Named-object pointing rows
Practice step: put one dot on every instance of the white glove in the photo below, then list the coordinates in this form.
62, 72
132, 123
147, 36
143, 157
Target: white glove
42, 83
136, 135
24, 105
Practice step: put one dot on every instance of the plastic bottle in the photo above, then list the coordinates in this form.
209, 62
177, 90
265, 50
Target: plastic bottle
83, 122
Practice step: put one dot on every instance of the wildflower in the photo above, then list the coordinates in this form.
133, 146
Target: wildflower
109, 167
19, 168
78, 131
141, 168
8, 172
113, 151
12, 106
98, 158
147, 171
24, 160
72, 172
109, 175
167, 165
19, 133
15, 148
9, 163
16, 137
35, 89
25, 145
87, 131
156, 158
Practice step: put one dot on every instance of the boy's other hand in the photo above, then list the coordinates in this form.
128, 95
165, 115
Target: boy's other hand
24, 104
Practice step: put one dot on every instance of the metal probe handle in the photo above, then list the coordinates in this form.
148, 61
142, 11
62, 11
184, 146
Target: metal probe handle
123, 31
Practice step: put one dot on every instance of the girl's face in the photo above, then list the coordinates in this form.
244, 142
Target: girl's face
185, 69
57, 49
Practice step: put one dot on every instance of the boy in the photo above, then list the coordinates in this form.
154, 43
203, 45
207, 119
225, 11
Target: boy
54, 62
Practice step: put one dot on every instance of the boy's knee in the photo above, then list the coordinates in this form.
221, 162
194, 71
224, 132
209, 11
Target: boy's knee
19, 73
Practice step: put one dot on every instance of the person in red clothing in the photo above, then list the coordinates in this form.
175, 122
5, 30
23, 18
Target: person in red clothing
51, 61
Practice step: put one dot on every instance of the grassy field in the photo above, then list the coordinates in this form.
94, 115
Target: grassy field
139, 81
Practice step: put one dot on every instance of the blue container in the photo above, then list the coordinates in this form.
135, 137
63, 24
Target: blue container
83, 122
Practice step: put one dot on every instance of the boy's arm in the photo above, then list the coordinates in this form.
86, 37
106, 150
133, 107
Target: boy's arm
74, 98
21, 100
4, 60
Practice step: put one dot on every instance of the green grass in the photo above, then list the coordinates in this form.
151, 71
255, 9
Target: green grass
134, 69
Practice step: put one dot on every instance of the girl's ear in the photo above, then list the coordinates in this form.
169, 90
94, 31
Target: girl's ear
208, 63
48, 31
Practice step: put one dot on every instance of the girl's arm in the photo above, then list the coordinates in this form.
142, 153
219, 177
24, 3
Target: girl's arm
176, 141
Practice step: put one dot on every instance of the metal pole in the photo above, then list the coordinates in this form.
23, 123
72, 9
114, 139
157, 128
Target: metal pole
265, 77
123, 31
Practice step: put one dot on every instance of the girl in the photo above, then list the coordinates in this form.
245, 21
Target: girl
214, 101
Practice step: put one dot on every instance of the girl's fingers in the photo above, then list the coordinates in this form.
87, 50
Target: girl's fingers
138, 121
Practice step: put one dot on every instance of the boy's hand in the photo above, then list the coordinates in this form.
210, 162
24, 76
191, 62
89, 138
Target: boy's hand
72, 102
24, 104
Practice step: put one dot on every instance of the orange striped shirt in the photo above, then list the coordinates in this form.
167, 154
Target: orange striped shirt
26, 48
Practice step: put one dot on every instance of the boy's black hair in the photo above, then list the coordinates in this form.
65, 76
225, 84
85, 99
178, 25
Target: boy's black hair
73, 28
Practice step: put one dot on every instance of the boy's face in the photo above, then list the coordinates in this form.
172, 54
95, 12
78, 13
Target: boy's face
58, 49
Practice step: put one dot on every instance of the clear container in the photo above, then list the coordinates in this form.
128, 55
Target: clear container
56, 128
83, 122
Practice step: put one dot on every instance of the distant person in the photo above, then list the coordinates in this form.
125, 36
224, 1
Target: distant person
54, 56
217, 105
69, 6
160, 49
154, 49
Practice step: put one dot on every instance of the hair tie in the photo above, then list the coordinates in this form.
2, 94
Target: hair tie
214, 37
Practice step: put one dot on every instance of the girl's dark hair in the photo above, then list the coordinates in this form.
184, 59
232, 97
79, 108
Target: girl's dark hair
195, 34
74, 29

* Stated problem
Copy all of the rows above word for word.

* Full solution
Practice step: put one dot on every instance of the white glove in the photo below, then list the coordinates in this form.
62, 72
132, 123
147, 36
143, 157
Target: white glove
42, 83
136, 135
24, 105
Practice step: put one dot on every instance of the plastic bottle in the photo above, then list the coordinates in this form.
209, 62
177, 90
265, 50
Target: plastic bottle
83, 122
Practice step: put one dot on every instance of the wildflower in the photo above, then list the coordinates in this form.
133, 146
Target: wildflower
109, 167
19, 168
78, 131
141, 168
8, 172
113, 151
12, 106
98, 158
147, 171
24, 160
72, 172
109, 175
167, 165
19, 133
15, 148
9, 163
16, 137
35, 89
25, 145
87, 131
156, 158
Practice step: put one dot on every instance of the boy's other hand in the photo above, then list the coordinates in this form.
128, 95
165, 115
Target: boy's other hand
24, 104
Practice step: put one dot on every instance of the metal probe handle in the photo above, then list the coordinates in this form.
148, 61
142, 11
62, 11
184, 146
Target: metal probe handle
123, 31
Practice step: put one dot on every instance of the girl's face in the photo above, then list the coordinates in this form.
244, 142
Target: girl's face
185, 69
57, 49
Practice step: put one dot on every instance of the boy in the photo above, then list the coordinates in this form.
154, 43
203, 45
207, 119
225, 11
Target: boy
54, 62
Practice step: put one dot on every instance of the boy's knee in the photo above, then list the coordinates in this form.
221, 162
194, 71
224, 132
209, 11
Target: boy's knee
19, 73
Practice step: put one dot on every instance of the person in red clothing in the photo above, then list the coordinates in this form.
175, 122
5, 30
23, 18
Target: person in red clothing
51, 61
Practice step: put one dot on every instance of the grassy field in the photo above, then list the coordinates in this form.
94, 115
Target: grassy field
139, 81
Practice step: put one dot on every instance of the blue container in the photo above, then list the coordinates in this form.
135, 137
63, 24
Target: blue container
83, 122
Practice step: put one dot on every instance of the boy's arm in the photo above, then list the coordinates in this form.
86, 37
106, 150
133, 107
Target: boy's arm
74, 98
21, 100
4, 60
Practice step: put one dot on every instance of the green grass in the photo above, then list the coordinates in this form.
151, 71
255, 9
Target: green grass
134, 69
Practice step: put one dot on every instance of the girl's ear in the photo above, then list the coordinates in this form.
169, 90
94, 31
Target: girl's ear
208, 63
48, 31
Practice step: put one dot on every instance of the girl's arm in the photo above, then list the coordinates in this form.
142, 153
219, 177
24, 3
Target: girl's arm
176, 141
Practice step: put one dot on every instance of the metal pole in the photo above, then list the coordinates in this form.
23, 123
72, 9
114, 139
157, 128
Target: metal pole
265, 77
123, 31
Practice step: put one dot on every instance of the girl in the photo above, then list the coordinates in this form.
245, 21
Target: girl
214, 101
Practice step: put one dot on every instance of the girl's fingers in the photo above, then list the coordinates in this form.
87, 50
Target: girl's fingers
138, 121
Practice step: put one dot on every instance of the boy's hand in the photo above, then list the coordinates in this form.
210, 162
24, 76
191, 62
89, 138
Target: boy's hand
72, 102
24, 104
Practice step: put one dot on every instance of the orange striped shirt in the photo above, then list the coordinates in this form.
167, 154
Target: orange striped shirt
26, 48
Practice step: put one dot on every instance of the boy's black hair in the photo above, then list the coordinates in this form.
65, 76
225, 84
85, 99
178, 25
Target: boy's black hair
73, 28
Practice step: put one dot on every instance of the boy's face in the photo above, then list the coordinates in this form.
172, 54
95, 12
78, 13
Target: boy's face
58, 49
Practice step: put one dot on every instance of the clear container in the photo above, then list the coordinates in this form.
128, 55
Target: clear container
56, 128
83, 122
Practice step: put one dot on every instance of the distant person in the photo above, then list the coordinates in this form.
125, 36
224, 1
Target: distant person
54, 56
217, 105
69, 6
160, 49
154, 49
Practice step: put one dot on every instance of the hair tie in the photo above, then list the coordinates in this form.
2, 94
Target: hair tie
214, 37
Practice step: put one dot on every instance of the girl's dark hair in the photo above, then list the coordinates in this form.
184, 59
232, 97
79, 108
Target: girl's dark hair
195, 34
74, 29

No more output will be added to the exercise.